REQUIREMENTS: Please repeat all of the listing exactly.

- - -

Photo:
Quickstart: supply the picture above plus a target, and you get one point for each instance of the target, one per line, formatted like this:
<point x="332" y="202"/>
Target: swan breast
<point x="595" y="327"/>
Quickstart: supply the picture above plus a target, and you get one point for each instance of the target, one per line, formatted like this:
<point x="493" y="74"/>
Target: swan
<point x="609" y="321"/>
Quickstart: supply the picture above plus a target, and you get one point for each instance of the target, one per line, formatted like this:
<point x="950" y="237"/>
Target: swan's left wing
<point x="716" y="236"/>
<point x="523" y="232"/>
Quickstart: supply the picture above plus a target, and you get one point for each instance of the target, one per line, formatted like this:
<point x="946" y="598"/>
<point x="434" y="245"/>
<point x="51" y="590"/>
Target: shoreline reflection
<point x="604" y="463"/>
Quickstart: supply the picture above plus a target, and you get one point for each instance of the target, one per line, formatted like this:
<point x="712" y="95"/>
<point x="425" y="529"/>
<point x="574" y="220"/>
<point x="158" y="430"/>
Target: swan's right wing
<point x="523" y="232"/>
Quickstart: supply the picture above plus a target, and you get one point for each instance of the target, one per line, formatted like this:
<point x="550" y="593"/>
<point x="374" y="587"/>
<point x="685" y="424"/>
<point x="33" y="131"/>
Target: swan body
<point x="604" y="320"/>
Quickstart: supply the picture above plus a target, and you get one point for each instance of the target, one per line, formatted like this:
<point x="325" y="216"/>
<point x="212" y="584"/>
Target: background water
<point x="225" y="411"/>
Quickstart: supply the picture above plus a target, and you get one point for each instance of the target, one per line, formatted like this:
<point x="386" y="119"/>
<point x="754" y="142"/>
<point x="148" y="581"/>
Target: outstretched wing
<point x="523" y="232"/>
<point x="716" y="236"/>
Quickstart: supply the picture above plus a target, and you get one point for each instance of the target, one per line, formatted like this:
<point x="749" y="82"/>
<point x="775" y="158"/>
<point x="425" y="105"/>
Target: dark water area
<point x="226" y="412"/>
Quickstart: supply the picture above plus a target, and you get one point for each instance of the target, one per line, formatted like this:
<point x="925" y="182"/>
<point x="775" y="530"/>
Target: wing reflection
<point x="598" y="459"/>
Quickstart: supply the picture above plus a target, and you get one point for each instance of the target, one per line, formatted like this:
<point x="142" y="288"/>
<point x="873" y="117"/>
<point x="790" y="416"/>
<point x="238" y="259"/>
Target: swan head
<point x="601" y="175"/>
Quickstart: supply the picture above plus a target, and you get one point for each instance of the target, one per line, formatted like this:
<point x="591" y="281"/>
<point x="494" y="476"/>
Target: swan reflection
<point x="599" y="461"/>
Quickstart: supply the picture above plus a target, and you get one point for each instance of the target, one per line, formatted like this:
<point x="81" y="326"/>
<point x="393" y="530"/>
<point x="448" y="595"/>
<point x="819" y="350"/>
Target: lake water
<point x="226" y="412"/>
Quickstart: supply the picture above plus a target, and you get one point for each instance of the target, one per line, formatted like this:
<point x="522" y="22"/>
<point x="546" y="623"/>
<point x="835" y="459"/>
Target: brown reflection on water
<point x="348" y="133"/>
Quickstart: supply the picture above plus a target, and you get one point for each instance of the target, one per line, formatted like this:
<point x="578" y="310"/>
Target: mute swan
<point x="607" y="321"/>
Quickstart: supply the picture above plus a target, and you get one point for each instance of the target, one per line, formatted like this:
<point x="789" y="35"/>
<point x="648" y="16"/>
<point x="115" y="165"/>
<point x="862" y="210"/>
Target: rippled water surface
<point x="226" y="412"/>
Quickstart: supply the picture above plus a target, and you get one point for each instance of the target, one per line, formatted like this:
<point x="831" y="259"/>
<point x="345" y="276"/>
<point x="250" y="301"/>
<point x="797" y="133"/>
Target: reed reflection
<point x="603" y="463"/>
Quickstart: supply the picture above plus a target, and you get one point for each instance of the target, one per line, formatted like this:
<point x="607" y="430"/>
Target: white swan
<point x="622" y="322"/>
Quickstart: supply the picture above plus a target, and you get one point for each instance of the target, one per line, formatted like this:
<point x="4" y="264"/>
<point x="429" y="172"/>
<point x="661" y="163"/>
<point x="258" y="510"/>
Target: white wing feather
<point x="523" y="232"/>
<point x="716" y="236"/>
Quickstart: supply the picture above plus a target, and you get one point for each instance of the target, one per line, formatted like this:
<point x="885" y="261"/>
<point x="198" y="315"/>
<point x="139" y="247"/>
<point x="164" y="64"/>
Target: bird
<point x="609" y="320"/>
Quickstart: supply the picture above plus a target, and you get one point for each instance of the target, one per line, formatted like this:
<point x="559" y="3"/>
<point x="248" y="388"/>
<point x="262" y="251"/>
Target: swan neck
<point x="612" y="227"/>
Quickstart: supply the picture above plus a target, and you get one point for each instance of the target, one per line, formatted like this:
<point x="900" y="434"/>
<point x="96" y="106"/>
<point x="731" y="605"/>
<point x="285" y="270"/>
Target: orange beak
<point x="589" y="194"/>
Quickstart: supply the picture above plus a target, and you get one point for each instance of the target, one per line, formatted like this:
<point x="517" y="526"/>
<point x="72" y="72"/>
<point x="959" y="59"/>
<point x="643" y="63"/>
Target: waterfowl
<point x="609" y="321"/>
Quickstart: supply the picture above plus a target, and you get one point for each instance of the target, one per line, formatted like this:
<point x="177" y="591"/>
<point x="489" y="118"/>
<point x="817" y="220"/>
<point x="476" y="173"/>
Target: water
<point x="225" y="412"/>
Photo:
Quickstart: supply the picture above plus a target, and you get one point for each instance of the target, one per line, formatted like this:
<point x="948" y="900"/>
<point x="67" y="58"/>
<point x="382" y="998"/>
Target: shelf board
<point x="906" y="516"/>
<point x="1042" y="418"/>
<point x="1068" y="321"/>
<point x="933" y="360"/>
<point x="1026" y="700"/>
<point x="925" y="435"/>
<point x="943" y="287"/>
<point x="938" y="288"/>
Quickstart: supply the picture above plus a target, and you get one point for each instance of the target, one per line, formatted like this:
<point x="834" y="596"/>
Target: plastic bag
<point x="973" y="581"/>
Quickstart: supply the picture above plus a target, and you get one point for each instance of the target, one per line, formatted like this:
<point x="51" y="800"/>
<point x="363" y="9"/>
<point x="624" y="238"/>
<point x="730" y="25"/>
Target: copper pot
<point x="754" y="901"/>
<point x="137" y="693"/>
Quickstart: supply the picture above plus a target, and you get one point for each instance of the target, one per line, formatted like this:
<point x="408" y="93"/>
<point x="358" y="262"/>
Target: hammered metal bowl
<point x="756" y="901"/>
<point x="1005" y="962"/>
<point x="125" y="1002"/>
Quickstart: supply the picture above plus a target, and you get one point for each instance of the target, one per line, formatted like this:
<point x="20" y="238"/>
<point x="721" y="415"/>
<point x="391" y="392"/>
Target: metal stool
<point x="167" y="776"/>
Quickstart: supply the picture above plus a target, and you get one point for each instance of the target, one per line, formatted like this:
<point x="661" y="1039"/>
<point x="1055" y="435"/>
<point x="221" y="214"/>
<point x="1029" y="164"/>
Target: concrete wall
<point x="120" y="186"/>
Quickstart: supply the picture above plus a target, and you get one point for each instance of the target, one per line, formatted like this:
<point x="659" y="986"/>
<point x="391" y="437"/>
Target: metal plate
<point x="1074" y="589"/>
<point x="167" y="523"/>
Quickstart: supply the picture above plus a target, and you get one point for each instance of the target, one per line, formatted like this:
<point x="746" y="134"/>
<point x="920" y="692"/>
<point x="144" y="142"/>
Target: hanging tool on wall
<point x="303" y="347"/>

- - -

RIGHT ANSWER:
Photo:
Quickstart: supply the picture above plus a target, and you get one point for each instance of the target, one per line, formatted like this:
<point x="332" y="202"/>
Target: swan breast
<point x="595" y="327"/>
Quickstart: supply the picture above plus a target, and you get one point for each instance of the target, one per line, formatted like this:
<point x="493" y="74"/>
Target: swan
<point x="609" y="321"/>
Quickstart: supply the picture above plus a target, and you get one point for each instance of the target, one per line, formatted like this:
<point x="950" y="237"/>
Target: swan's left wing
<point x="716" y="236"/>
<point x="523" y="232"/>
Quickstart: supply the picture above plus a target, and you get one point for each instance of the target, one per line, formatted like this:
<point x="946" y="598"/>
<point x="434" y="245"/>
<point x="51" y="590"/>
Target: shoreline reflection
<point x="604" y="463"/>
Quickstart: supply the picture above plus a target, and you get one point for each instance of the target, one per line, formatted like this:
<point x="712" y="95"/>
<point x="425" y="529"/>
<point x="574" y="220"/>
<point x="158" y="430"/>
Target: swan's right wing
<point x="523" y="232"/>
Quickstart: supply the picture above plus a target, and you get one point for each instance of the target, one per line, formatted like this:
<point x="550" y="593"/>
<point x="374" y="587"/>
<point x="685" y="424"/>
<point x="33" y="131"/>
Target: swan body
<point x="604" y="320"/>
Quickstart: supply the picture above plus a target, and you get one point for each instance of the target, one per line, formatted like this:
<point x="325" y="216"/>
<point x="212" y="584"/>
Target: background water
<point x="225" y="411"/>
Quickstart: supply the picture above plus a target, and you get one point for each instance of the target, one per line, formatted like this:
<point x="386" y="119"/>
<point x="754" y="142"/>
<point x="148" y="581"/>
Target: outstretched wing
<point x="523" y="232"/>
<point x="716" y="236"/>
Quickstart: supply the picture above plus a target, and you get one point for each instance of the target, one per line, formatted like this:
<point x="749" y="82"/>
<point x="775" y="158"/>
<point x="425" y="105"/>
Target: dark water area
<point x="226" y="412"/>
Quickstart: supply the picture above plus a target, and you get one point for each instance of the target, one per line, formatted like this:
<point x="925" y="182"/>
<point x="775" y="530"/>
Target: wing reflection
<point x="598" y="459"/>
Quickstart: supply the picture above plus a target, and you get one point for each instance of the target, one per line, formatted like this:
<point x="142" y="288"/>
<point x="873" y="117"/>
<point x="790" y="416"/>
<point x="238" y="259"/>
Target: swan head
<point x="601" y="175"/>
Quickstart: supply the picture above plus a target, and you get one point for each instance of the target, one per line, formatted like this:
<point x="591" y="281"/>
<point x="494" y="476"/>
Target: swan reflection
<point x="599" y="461"/>
Quickstart: supply the picture above plus a target, and you get one point for each instance of the target, one per line, formatted like this:
<point x="81" y="326"/>
<point x="393" y="530"/>
<point x="448" y="595"/>
<point x="819" y="350"/>
Target: lake water
<point x="226" y="412"/>
Quickstart: supply the picture above plus a target, and you get one point for each instance of the target, one per line, formatted like this:
<point x="522" y="22"/>
<point x="546" y="623"/>
<point x="835" y="459"/>
Target: brown reflection on water
<point x="348" y="133"/>
Quickstart: supply the picture above plus a target, and you get one point for each instance of the target, one per line, formatted like this:
<point x="578" y="310"/>
Target: mute swan
<point x="607" y="321"/>
Quickstart: supply the picture above plus a target, and you get one point for each instance of the target, one per line, formatted like this:
<point x="789" y="35"/>
<point x="648" y="16"/>
<point x="115" y="165"/>
<point x="862" y="210"/>
Target: rippled water surface
<point x="226" y="412"/>
Quickstart: supply the picture above plus a target, and you get one point for each instance of the target, one per line, formatted like this:
<point x="831" y="259"/>
<point x="345" y="276"/>
<point x="250" y="301"/>
<point x="797" y="133"/>
Target: reed reflection
<point x="603" y="463"/>
Quickstart: supply the picture above plus a target, and you get one point for each instance of the target, one per line, formatted like this:
<point x="607" y="430"/>
Target: white swan
<point x="622" y="322"/>
Quickstart: supply the picture above plus a target, and you get one point for each instance of the target, one per line, formatted like this:
<point x="4" y="264"/>
<point x="429" y="172"/>
<point x="661" y="163"/>
<point x="258" y="510"/>
Target: white wing feather
<point x="523" y="232"/>
<point x="716" y="236"/>
Quickstart: supply the picture above plus a target, and you get one point for each instance of the target, one per line, formatted like this:
<point x="885" y="261"/>
<point x="198" y="315"/>
<point x="139" y="247"/>
<point x="164" y="64"/>
Target: bird
<point x="609" y="320"/>
Quickstart: supply the picture above plus a target, and you get one point for each instance of the target, one per line, formatted like this:
<point x="559" y="3"/>
<point x="248" y="388"/>
<point x="262" y="251"/>
Target: swan neck
<point x="612" y="227"/>
Quickstart: supply the picture above plus a target, and you get one point for each instance of the target, one per line, formatted like this:
<point x="900" y="434"/>
<point x="96" y="106"/>
<point x="731" y="605"/>
<point x="285" y="270"/>
Target: orange beak
<point x="589" y="194"/>
Quickstart: supply the picture above plus a target, and you get one point for each instance of the target, one per line, formatted like this:
<point x="517" y="526"/>
<point x="72" y="72"/>
<point x="959" y="59"/>
<point x="643" y="63"/>
Target: waterfowl
<point x="609" y="321"/>
Quickstart: supply the picture above plus a target, and you get one point for each instance of the target, one per line, formatted like this:
<point x="177" y="591"/>
<point x="489" y="118"/>
<point x="817" y="220"/>
<point x="476" y="173"/>
Target: water
<point x="225" y="412"/>
Photo:
Quickstart: supply the picture above plus a target, and you get one point for each instance of the target, one per line, formatted like this:
<point x="948" y="900"/>
<point x="67" y="58"/>
<point x="382" y="998"/>
Target: shelf board
<point x="906" y="516"/>
<point x="1042" y="418"/>
<point x="1068" y="321"/>
<point x="933" y="360"/>
<point x="1026" y="700"/>
<point x="925" y="435"/>
<point x="943" y="287"/>
<point x="938" y="288"/>
Quickstart: supply the picture above plus a target, and you get one point for each instance of the target, one per line, formatted like this:
<point x="834" y="596"/>
Target: plastic bag
<point x="973" y="581"/>
Quickstart: supply the picture above plus a target, and you get one point for each instance of the target, one per line, formatted like this:
<point x="51" y="800"/>
<point x="363" y="9"/>
<point x="624" y="238"/>
<point x="730" y="25"/>
Target: copper pot
<point x="754" y="901"/>
<point x="137" y="693"/>
Quickstart: supply the picture above plus a target, and you get one point for each instance of the target, one per line, formatted like this:
<point x="408" y="93"/>
<point x="358" y="262"/>
Target: hammered metal bowl
<point x="756" y="901"/>
<point x="1005" y="962"/>
<point x="125" y="1002"/>
Quickstart: supply the picture above plus a target, and you get one point for each instance of the target, one per line, formatted like this:
<point x="20" y="238"/>
<point x="721" y="415"/>
<point x="391" y="392"/>
Target: metal stool
<point x="167" y="776"/>
Quickstart: supply the picture above plus a target, and you get one point for each instance of the target, one per line, formatted like this:
<point x="661" y="1039"/>
<point x="1055" y="435"/>
<point x="221" y="214"/>
<point x="1029" y="164"/>
Target: concrete wall
<point x="120" y="186"/>
Quickstart: supply the picture above plus a target, and you get one point for each instance of the target, one per line, formatted like this:
<point x="659" y="986"/>
<point x="391" y="437"/>
Target: metal plate
<point x="1074" y="589"/>
<point x="167" y="523"/>
Quickstart: supply the picture above plus a target, and you get one point for each instance of the target, one per line, formatted like this:
<point x="746" y="134"/>
<point x="920" y="692"/>
<point x="144" y="142"/>
Target: hanging tool on wall
<point x="303" y="347"/>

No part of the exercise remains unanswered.